**TASK LIST:**
1. According to the patch review email, how many files does the patch change?
2. Copy out the lines of the listing, starting with the line that contains "Could you please point out the child's" and going on through the last line of the listing.

**PROVIDED PASSAGE:**

All of lore.kernel.org
 help / color / mirror / Atom feed
From: "Christian König" <christian.koenig@amd.com>
To: Andrey Grodzovsky <andrey.grodzovsky@amd.com>,
	amd-gfx@lists.freedesktop.org
Cc: Zoy.Bai@amd.com, lijo.lazar@amd.com
Subject: Re: [PATCH v3 5/7] drm/amdgpu: Add work_struct for GPU reset from kfd.
Date: Mon, 30 May 2022 09:54:34 +0200	[thread overview]
Message-ID: <4fdeb19a-35e3-da7b-380f-ff5efda7b4b4@amd.com> (raw)
In-Reply-To: <20220525190447.239867-6-andrey.grodzovsky@amd.com>

Am 25.05.22 um 21:04 schrieb Andrey Grodzovsky:
> We need to have a work_struct to cancel this reset if another
> already in progress.
>
> Signed-off-by: Andrey Grodzovsky <andrey.grodzovsky@amd.com>

Reviewed-by: Christian König <christian.koenig@amd.com>

> ---
>   drivers/gpu/drm/amd/amdgpu/amdgpu_amdkfd.c | 15 ++++++++++-
>   drivers/gpu/drm/amd/amdgpu/amdgpu_amdkfd.h |  1 +
>   drivers/gpu/drm/amd/amdgpu/amdgpu_device.c | 31 ----------------------
>   3 files changed, 15 insertions(+), 32 deletions(-)
>
> diff --git a/drivers/gpu/drm/amd/amdgpu/amdgpu_amdkfd.c b/drivers/gpu/drm/amd/amdgpu/amdgpu_amdkfd.c
> index 1f8161cd507f..a23abc0e86e7 100644
> --- a/drivers/gpu/drm/amd/amdgpu/amdgpu_amdkfd.c
> +++ b/drivers/gpu/drm/amd/amdgpu/amdgpu_amdkfd.c
> @@ -33,6 +33,7 @@
>   #include <uapi/linux/kfd_ioctl.h>
>   #include "amdgpu_ras.h"

**DATA SUPPLIED:**
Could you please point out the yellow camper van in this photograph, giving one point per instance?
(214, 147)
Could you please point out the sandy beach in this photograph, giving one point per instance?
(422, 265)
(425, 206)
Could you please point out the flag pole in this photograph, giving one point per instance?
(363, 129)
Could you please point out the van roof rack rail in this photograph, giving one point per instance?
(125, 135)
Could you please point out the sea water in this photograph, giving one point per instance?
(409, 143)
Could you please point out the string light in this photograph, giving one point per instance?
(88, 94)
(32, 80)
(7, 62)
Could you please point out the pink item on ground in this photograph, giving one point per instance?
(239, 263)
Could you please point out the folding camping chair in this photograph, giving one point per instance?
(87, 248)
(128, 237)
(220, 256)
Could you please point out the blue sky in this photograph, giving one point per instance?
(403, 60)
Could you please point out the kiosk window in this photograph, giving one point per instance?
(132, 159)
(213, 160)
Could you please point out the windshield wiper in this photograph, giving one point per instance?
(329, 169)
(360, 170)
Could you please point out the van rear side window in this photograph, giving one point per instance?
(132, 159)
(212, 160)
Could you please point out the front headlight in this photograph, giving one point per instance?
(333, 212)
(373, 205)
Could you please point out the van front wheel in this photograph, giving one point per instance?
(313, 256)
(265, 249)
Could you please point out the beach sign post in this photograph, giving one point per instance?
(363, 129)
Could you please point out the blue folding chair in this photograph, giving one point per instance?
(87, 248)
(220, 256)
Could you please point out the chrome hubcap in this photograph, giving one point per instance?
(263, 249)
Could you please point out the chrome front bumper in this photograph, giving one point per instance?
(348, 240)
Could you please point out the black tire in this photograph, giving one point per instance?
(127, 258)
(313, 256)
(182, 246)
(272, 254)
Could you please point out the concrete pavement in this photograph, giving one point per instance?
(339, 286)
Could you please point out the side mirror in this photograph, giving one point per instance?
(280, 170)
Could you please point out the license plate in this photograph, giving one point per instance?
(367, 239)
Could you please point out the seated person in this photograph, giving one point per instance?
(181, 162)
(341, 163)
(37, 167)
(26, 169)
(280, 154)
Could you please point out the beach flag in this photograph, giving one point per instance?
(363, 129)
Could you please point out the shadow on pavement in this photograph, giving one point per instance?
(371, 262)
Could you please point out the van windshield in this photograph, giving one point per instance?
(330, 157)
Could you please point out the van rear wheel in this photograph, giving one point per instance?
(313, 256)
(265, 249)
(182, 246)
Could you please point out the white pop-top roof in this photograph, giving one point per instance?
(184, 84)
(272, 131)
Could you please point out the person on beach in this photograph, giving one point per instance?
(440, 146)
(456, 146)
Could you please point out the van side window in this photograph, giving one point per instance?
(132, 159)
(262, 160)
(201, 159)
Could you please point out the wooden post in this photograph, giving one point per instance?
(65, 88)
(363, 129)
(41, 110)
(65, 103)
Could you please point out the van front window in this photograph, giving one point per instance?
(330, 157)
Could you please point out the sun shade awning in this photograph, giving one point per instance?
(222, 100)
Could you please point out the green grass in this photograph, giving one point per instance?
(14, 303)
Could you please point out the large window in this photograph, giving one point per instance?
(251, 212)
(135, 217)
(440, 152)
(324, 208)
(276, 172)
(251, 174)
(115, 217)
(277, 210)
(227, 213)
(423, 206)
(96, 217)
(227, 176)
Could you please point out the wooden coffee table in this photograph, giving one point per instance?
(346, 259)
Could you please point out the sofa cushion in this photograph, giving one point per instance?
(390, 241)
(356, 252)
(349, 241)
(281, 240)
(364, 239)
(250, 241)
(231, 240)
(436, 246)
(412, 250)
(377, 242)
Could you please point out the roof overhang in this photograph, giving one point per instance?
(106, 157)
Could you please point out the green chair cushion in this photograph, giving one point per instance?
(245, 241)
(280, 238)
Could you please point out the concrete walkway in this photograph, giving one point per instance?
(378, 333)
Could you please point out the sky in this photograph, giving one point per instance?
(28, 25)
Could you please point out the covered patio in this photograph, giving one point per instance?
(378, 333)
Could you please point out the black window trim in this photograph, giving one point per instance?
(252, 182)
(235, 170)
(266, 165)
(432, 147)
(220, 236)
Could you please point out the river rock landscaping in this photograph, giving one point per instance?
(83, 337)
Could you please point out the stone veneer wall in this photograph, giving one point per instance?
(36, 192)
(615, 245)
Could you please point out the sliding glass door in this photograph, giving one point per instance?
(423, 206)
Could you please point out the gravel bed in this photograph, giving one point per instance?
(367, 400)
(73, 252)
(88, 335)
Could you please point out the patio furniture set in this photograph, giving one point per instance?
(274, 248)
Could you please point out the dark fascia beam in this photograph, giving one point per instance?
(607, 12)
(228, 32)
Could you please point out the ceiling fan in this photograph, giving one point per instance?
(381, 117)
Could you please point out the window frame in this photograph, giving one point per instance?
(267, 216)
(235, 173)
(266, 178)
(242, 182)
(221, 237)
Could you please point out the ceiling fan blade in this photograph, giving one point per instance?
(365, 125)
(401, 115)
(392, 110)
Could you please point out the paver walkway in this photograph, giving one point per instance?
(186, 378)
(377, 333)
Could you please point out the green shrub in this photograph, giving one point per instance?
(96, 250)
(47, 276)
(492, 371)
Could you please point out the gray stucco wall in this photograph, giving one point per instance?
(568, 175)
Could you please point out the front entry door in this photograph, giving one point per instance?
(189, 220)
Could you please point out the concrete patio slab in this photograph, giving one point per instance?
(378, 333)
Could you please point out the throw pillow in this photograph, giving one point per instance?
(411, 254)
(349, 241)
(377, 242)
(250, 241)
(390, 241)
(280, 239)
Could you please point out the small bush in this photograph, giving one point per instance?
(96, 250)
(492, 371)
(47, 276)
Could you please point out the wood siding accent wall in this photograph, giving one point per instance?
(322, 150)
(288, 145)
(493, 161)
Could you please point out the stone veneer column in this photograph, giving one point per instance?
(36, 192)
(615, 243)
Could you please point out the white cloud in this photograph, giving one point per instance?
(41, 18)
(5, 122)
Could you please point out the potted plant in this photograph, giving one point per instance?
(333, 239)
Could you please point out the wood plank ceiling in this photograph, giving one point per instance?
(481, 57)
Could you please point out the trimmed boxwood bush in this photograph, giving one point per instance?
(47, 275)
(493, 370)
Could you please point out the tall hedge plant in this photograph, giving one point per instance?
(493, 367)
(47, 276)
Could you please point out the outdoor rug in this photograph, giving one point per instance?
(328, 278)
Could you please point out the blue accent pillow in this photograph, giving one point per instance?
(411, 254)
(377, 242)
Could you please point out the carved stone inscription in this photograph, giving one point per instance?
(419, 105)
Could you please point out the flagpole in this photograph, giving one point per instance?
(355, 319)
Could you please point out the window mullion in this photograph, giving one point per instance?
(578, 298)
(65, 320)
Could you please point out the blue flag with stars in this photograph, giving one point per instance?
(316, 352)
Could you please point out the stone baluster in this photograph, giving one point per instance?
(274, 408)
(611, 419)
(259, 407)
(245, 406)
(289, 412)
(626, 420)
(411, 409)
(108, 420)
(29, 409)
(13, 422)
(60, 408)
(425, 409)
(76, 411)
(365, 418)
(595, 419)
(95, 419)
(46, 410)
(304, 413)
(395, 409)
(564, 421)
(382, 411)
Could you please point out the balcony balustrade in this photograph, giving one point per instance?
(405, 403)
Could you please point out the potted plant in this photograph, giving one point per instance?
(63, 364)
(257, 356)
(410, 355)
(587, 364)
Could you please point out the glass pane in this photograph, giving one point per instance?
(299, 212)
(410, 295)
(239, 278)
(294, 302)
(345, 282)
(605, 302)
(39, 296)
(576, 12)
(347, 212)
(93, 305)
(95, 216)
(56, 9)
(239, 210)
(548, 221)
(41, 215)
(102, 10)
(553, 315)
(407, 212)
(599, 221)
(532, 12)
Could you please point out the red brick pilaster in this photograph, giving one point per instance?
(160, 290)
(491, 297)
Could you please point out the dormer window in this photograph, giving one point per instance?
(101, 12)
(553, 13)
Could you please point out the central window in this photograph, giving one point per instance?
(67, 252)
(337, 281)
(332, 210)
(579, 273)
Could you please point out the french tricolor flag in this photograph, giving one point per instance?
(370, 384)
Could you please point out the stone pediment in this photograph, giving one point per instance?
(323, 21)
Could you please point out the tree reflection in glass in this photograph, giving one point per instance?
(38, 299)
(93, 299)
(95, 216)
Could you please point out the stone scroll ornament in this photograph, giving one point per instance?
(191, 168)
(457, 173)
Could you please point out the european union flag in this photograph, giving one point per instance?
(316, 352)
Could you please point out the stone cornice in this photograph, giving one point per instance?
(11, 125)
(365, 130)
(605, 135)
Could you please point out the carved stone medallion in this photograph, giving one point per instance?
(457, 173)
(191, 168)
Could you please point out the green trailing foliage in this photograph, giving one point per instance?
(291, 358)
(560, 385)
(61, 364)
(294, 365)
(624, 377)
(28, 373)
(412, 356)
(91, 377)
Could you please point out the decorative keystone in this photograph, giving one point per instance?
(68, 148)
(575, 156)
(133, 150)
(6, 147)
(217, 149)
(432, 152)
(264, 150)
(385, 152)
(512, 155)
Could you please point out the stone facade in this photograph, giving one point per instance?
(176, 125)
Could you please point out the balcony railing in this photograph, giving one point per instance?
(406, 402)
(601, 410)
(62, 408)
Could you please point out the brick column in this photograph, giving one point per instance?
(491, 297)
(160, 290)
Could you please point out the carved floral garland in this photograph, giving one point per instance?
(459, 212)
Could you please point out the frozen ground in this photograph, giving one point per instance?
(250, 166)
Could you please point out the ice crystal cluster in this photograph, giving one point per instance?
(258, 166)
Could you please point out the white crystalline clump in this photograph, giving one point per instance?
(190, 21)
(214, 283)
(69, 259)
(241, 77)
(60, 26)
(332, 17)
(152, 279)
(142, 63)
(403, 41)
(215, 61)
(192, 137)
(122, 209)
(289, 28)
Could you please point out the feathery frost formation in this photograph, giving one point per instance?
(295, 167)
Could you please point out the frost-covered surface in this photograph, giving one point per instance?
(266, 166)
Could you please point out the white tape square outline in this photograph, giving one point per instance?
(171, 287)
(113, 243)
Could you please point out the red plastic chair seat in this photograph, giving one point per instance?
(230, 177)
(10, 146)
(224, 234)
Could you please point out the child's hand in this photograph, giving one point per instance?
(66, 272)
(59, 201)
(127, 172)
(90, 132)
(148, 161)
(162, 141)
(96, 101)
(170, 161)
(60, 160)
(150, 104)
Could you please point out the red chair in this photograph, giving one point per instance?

**FINAL RESULTS:**
1. Three files.

2.
Could you please point out the child's hand in this photograph, giving one point per instance?
(66, 272)
(59, 201)
(127, 172)
(90, 132)
(148, 161)
(162, 141)
(96, 101)
(170, 161)
(60, 160)
(150, 104)
Could you please point out the red chair in this photograph, giving one point per instance?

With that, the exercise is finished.